Quantization is the step that takes a trained model from "fits on a GPU" to "fits on a phone." It rewrites every weight from full precision (16-bit) into a smaller, denser representation, typically 2 to 8 bits per weight. The result is a file several times smaller and meaningfully faster on consumer hardware, at the cost of a small amount of precision.
For most fine-tunes Ertas trains, that trade-off is heavily favourable: a 4-bit quantised model is roughly 4x smaller than the fp16 original and typically loses under 1% of quality on standard benchmarks. That is why Ertas quantises every export by default.
This page covers what quantization actually does, how the GGUF K-quant family works, why Ertas ships Q4_K_M today, and what changes when additional levels become available. For the upstream story of how the GGUF file is built, see GGUF overview. For file-size math, see File sizes and formats.
The principle
A transformer's weights are billions of floating-point numbers, typically stored in fp16 or bf16 (both 16 bits per weight). At inference time, every layer reads those weights, multiplies them against the activations, and writes intermediate tensors. Memory bandwidth dominates inference latency on devices without dedicated tensor cores, which is most of the world's hardware. Smaller weights mean less data to move per token, which usually translates directly into more tokens per second.

A run of entries
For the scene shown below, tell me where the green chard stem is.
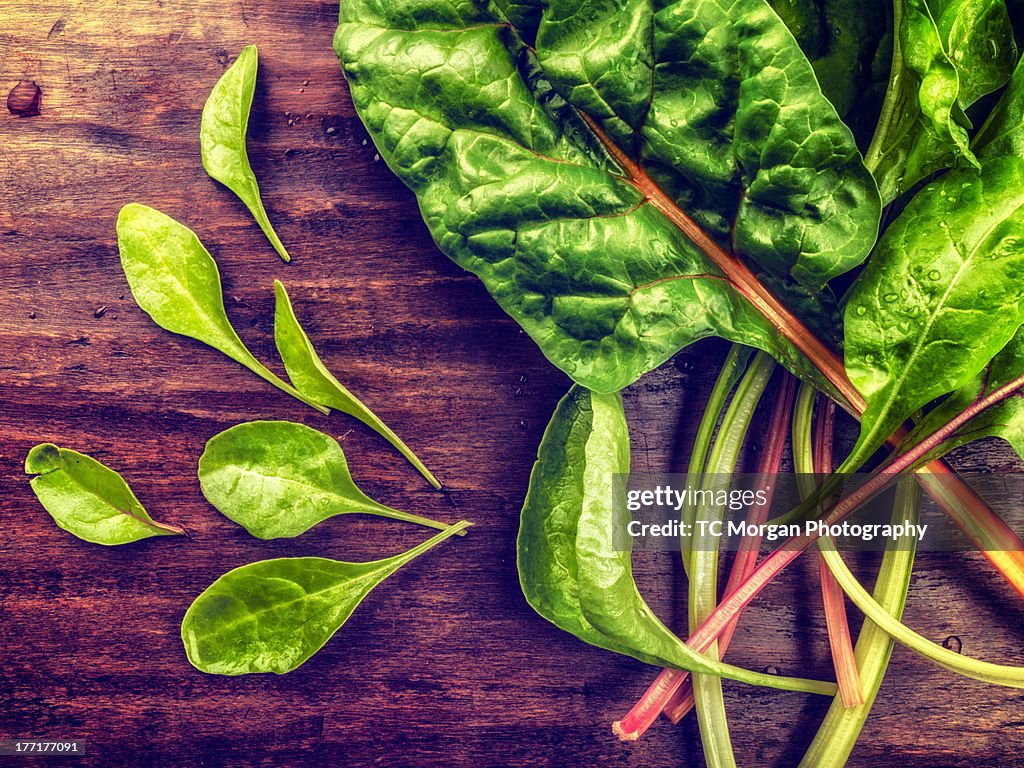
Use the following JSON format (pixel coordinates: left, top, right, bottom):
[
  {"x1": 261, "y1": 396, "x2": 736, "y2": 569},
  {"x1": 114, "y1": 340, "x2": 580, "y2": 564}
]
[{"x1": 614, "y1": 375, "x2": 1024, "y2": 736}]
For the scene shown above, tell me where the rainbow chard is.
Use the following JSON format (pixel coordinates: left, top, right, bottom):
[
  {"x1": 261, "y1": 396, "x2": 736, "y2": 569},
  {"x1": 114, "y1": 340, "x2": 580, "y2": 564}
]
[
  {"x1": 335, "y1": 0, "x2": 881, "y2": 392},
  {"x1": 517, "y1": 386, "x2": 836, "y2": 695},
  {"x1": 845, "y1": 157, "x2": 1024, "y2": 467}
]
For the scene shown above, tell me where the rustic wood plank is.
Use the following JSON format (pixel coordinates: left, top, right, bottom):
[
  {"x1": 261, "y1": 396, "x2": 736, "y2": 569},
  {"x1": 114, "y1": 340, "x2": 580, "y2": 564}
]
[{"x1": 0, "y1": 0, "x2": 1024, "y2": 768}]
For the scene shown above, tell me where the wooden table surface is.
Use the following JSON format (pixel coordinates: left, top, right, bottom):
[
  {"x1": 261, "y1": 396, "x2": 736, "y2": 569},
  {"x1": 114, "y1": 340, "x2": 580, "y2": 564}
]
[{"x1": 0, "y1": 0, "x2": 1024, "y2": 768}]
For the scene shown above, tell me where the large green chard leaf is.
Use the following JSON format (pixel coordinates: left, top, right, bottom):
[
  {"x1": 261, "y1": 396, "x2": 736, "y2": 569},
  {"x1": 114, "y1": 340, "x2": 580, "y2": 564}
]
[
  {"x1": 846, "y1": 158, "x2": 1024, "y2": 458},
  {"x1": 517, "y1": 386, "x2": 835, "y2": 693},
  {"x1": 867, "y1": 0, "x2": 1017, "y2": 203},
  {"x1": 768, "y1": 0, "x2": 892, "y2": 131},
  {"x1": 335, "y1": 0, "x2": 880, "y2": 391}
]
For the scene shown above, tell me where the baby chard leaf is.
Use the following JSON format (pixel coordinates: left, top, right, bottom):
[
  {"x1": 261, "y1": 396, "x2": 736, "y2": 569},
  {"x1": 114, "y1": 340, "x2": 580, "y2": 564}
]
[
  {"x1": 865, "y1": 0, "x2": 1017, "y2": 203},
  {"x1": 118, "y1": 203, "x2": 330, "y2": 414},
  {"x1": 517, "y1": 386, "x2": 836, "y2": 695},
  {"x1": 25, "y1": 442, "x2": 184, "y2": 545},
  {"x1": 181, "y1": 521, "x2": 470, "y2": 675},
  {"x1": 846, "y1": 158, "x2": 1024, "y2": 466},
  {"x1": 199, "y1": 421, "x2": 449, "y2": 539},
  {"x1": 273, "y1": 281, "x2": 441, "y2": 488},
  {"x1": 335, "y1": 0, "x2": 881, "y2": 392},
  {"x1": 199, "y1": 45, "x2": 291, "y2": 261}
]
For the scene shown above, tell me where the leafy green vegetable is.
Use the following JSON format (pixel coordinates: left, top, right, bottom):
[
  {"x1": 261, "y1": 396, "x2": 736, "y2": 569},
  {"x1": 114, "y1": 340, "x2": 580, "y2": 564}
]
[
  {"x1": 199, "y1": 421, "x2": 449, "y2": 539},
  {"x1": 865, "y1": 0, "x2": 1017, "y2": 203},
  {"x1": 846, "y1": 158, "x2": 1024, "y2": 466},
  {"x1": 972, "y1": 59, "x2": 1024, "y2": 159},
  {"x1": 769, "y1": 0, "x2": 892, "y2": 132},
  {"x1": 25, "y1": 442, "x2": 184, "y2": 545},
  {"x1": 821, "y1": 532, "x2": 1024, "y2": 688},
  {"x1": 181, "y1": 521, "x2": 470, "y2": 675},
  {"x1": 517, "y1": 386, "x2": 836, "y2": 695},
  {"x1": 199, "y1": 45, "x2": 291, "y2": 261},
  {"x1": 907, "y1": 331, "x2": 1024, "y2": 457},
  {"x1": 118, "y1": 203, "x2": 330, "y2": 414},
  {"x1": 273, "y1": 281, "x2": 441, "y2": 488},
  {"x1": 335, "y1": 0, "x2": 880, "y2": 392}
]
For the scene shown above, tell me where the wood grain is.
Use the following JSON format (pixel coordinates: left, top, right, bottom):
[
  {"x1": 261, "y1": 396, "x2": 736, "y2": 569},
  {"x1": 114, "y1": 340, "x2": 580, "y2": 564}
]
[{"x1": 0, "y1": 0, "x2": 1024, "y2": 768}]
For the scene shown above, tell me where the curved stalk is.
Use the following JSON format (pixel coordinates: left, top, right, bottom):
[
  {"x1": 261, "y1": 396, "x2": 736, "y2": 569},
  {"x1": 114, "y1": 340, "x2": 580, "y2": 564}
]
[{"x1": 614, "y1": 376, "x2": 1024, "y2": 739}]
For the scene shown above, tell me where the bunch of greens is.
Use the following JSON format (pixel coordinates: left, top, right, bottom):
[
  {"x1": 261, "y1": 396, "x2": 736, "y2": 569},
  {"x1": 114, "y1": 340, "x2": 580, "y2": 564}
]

**Exercise requirements**
[1] Repeat the quantization text word for word from "For most fine-tunes" to "export by default.".
[2] Which quantization level does the quantization text say Ertas ships today?
[3] Pick up the quantization text where it stops and keep writing it.
These entries have no connection to the quantization text.

**Answers to the tasks**
[1]
For most fine-tunes Ertas trains, that trade-off is heavily favourable: a 4-bit quantised model is roughly 4x smaller than the fp16 original and typically loses under 1% of quality on standard benchmarks. That is why Ertas quantises every export by default.

[2] Q4_K_M

[3]
Quantization compresses each weight by rounding it to one of 2^N possible values for an N-bit format. A 4-bit weight can take one of 16 values; an 8-bit weight, one of 256. The simplest schemes (Q4_0, Q8_0) quantise every weight to the same precision with a single scale per block of 32 weights. The K-quant family (Q4_K_M, Q5_K_S, and friends) is smarter: it uses a mix of precisions within each tensor, spending more bits on the parts of the model most sensitive to precision loss and fewer bits on the parts that absorb rounding error gracefully.
At inference time, the runtime dequantises each block back to fp16 on the fly as it streams through. That dequantization is cheap on modern CPUs and Apple Silicon, which is why GGUF inference is fast even with no GPU at all.
The K-quant family at a glance
The K-quant naming convention encodes three things: the average bit width, the family suffix, and the variant.
- The number (
2,3,4,5,6,8) is the nominal bits per weight. Lower is smaller and faster but less precise. - The
_Ksuffix marks the K-quant family, which uses mixed precision within a tensor and a more sophisticated grouping than the older_0family. - The trailing
_S/_Mpicks how aggressively the higher-precision portions are pruned._Mis the balanced default;_S(when available) is smaller and slightly worse;_L(rare, e.g.Q3_K_L) is larger and slightly better.
The level you pick is a single point on the size-vs-quality curve. Pick a smaller level if you are memory-bound on the target device; pick a larger one if you are quality-bound on the task.
What Ertas exports today
Ertas quantises every successful run to Q4_K_M. The "M" variant of 4-bit K-quant is the format the llama.cpp community has converged on as the practical sweet spot for on-device deployment: small enough to run comfortably on a recent phone or laptop, with a quality penalty almost no end user can perceive in conversational use.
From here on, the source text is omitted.